◆ **PROBLEM TO WORK ON**: Rewrite the rows below as a numbered list, dropping blank lines and omitting the pictures.

***

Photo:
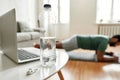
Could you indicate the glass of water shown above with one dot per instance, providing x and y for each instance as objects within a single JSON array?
[{"x": 48, "y": 51}]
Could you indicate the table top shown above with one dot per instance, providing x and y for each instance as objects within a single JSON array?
[{"x": 12, "y": 71}]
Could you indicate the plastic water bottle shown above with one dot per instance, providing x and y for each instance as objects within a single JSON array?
[{"x": 48, "y": 40}]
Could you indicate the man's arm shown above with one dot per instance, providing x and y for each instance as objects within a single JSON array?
[{"x": 101, "y": 58}]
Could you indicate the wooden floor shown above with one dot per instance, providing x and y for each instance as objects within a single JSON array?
[
  {"x": 81, "y": 70},
  {"x": 85, "y": 70}
]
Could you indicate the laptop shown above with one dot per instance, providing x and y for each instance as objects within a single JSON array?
[{"x": 8, "y": 29}]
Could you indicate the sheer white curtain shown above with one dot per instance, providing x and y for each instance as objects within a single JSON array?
[{"x": 108, "y": 10}]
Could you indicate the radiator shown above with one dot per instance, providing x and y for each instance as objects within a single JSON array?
[{"x": 108, "y": 29}]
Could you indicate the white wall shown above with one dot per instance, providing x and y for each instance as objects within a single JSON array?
[{"x": 82, "y": 17}]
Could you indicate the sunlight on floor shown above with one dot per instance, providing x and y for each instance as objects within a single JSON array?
[{"x": 112, "y": 67}]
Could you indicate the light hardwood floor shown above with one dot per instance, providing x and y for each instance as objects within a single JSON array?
[{"x": 85, "y": 70}]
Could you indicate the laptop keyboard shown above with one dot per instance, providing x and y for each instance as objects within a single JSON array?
[{"x": 24, "y": 55}]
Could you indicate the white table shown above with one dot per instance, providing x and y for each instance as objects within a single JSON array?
[{"x": 12, "y": 71}]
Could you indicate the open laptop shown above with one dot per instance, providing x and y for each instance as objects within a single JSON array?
[{"x": 8, "y": 29}]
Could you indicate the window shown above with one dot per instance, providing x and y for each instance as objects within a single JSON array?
[
  {"x": 108, "y": 11},
  {"x": 60, "y": 10}
]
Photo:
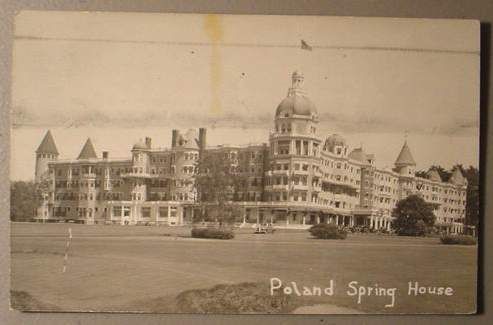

***

◆ **CORRECT OUTPUT**:
1. Photo:
2. Could you indicate the glass of water shown above with one dot per instance, providing x and y for each instance as objects within a single JSON array?
3. [{"x": 48, "y": 51}]
4. Could you indicate the table top shown above with one dot per instance, providing x and y for each instance as objects within a single JSON array?
5. [{"x": 12, "y": 71}]
6. Could you indicate the plastic water bottle shown above with one dot per instance, providing x and y for each instance as objects within a single JSON array?
7. [{"x": 48, "y": 40}]
8. Could you indicate the man's arm shown above with one dot per instance, providing x and y for each instance as objects within a single JSON array?
9. [{"x": 101, "y": 58}]
10. Could you indicate the wooden floor shown above with one dot per instance, providing x and y for each instance as objects within a single JSON array?
11. [
12.   {"x": 81, "y": 70},
13.   {"x": 85, "y": 70}
14. ]
15. Could you indicate the laptop shown above with one dot per instance, providing x and y for each instance as objects within a single JSON array?
16. [{"x": 8, "y": 29}]
17. Could you indicate the sheer white curtain shown above with one dot per instance, providing x and y for each instance as objects within a single JSON array?
18. [{"x": 108, "y": 10}]
19. Could you indicate the radiator shown above with one dot per instance, providing x and y for each instance as objects within a single JSON array?
20. [{"x": 108, "y": 29}]
21. Could you indicate the white wall shown above with one dot per instance, providing x and y for each instance as objects within a single JSON array?
22. [{"x": 82, "y": 17}]
23. Could you indicate the sunlight on floor shown above with one dot per instance, providing x and y for each instance as objects within a single JSON array?
24. [{"x": 112, "y": 67}]
25. Could you indicate the light hardwood floor shown above with one dot per instance, providing x and y for each instance as objects within a single JSON array?
26. [{"x": 85, "y": 70}]
27. Could you indicate the laptop keyboard shown above with one dot per instance, providing x and y for each instance as objects within a single JSON array?
28. [{"x": 24, "y": 55}]
29. Could you indicate the white table shown above with one dot per instance, providing x and y for each instance as objects within a single JSON array?
30. [{"x": 12, "y": 71}]
31. Could you indicate the open laptop shown above with one dot per instance, providing x and y for each instance as objects within a single JSON array?
32. [{"x": 8, "y": 29}]
33. Could you indicate the window shown above with one dot per instance, providing x and y for each instance as objects within a single JSON array?
34. [
35.   {"x": 108, "y": 11},
36.   {"x": 60, "y": 10}
37. ]
38. Photo:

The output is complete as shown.